DIRECTIONS |
State how many lines in the entries below contain the string "distant". Reply with the number alone.

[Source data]
╔══

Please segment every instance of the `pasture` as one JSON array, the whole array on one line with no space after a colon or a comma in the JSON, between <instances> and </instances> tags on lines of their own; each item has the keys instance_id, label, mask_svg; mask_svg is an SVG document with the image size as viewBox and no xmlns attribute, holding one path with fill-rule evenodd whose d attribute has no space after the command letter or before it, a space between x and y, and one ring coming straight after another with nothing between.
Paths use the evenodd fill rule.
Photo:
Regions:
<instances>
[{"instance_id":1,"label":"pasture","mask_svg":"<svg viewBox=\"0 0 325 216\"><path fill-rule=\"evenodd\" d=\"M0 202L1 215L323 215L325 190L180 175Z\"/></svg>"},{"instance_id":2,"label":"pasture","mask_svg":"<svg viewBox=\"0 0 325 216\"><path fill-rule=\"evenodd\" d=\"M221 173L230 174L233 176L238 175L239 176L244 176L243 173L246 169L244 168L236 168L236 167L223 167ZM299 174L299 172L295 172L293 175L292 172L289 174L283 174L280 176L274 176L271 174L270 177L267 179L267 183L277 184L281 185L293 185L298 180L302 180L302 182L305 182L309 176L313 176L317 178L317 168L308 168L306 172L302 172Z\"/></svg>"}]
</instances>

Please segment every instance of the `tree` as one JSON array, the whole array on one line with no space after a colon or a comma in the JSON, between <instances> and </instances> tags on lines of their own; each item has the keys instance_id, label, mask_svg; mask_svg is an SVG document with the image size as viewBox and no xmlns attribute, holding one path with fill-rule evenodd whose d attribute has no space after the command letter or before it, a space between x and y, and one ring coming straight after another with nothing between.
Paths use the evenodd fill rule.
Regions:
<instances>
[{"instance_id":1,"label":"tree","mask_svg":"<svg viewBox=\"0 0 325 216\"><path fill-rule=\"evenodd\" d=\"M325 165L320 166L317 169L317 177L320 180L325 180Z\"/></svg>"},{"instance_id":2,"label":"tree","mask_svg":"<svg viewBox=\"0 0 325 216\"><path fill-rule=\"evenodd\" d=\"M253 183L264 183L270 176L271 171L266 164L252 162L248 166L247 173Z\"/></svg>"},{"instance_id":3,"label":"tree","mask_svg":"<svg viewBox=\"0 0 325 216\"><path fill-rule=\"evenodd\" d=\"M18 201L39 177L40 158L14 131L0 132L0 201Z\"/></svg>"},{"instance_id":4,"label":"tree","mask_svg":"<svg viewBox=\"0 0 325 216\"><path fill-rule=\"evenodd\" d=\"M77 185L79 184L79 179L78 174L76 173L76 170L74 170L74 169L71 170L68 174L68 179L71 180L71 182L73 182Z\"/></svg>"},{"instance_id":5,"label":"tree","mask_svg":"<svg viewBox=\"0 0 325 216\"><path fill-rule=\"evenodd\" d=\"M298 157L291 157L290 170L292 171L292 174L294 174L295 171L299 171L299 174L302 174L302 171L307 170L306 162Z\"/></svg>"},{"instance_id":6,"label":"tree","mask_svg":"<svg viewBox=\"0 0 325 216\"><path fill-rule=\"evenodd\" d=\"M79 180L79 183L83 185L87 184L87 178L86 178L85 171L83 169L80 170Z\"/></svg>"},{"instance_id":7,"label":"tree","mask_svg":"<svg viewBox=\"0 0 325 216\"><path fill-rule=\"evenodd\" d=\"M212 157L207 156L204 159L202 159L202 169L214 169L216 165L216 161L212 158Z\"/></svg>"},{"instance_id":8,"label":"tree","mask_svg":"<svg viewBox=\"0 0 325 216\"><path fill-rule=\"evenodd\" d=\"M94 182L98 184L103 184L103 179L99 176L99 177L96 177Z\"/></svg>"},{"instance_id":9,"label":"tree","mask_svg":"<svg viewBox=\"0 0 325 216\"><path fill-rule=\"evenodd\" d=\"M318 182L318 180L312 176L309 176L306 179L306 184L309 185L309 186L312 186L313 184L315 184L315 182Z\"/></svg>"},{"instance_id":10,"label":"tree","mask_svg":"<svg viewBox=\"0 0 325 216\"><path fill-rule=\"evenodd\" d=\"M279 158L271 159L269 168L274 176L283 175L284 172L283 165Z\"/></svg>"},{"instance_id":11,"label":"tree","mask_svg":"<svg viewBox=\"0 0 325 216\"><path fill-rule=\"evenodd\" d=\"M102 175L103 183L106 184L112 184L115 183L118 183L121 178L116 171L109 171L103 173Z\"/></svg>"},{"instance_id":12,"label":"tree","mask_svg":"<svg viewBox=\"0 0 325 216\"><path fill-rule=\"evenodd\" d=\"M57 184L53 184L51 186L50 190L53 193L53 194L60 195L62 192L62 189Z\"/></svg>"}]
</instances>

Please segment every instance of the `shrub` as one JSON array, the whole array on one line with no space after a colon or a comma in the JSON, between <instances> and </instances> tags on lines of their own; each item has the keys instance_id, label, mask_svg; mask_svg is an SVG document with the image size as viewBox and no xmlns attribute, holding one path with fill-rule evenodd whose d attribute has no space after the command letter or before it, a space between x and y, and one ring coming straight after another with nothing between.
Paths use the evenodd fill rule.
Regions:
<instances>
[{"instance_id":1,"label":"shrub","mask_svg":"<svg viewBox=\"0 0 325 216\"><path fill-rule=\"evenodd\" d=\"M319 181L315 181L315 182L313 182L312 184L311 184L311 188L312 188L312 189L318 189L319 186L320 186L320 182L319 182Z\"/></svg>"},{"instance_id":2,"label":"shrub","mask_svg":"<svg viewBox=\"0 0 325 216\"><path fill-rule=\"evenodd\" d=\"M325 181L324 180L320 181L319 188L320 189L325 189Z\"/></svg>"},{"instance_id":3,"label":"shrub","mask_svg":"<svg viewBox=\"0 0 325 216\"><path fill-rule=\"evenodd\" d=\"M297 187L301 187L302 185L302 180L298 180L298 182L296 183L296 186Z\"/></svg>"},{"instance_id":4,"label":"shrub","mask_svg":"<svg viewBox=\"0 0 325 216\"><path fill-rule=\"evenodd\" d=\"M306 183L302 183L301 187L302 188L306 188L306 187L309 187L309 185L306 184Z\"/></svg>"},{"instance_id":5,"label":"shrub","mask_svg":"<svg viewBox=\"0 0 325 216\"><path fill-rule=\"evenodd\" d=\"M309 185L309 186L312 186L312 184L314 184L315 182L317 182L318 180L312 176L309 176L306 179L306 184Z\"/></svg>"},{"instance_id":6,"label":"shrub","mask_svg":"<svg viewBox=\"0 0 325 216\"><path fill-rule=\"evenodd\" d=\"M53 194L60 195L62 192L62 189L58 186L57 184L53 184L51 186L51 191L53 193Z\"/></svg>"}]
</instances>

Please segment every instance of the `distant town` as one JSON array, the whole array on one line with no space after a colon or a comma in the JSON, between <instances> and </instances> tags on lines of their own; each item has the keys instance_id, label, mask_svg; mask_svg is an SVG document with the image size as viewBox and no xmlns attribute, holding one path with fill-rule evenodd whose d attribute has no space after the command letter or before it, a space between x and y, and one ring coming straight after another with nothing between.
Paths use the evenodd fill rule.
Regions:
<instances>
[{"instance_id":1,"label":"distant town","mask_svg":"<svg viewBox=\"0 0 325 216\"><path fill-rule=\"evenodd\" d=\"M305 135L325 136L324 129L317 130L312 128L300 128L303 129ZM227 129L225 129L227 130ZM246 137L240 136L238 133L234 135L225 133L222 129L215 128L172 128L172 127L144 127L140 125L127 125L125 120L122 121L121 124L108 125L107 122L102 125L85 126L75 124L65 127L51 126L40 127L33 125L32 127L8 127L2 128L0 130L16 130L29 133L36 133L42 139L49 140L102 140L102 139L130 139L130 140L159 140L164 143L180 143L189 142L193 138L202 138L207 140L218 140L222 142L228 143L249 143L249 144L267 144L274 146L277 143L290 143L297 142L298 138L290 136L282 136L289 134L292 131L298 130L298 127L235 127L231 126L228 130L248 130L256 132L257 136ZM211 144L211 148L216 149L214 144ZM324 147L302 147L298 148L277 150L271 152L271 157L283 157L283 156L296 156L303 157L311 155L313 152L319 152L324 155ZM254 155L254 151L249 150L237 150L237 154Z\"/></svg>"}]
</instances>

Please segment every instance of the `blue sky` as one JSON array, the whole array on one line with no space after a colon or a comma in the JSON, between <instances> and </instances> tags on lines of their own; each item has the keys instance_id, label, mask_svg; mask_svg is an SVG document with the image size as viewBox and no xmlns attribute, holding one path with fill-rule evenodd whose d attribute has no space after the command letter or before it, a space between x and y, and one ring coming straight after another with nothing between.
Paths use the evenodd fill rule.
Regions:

╚══

RESPONSE FOR THIS EXERCISE |
2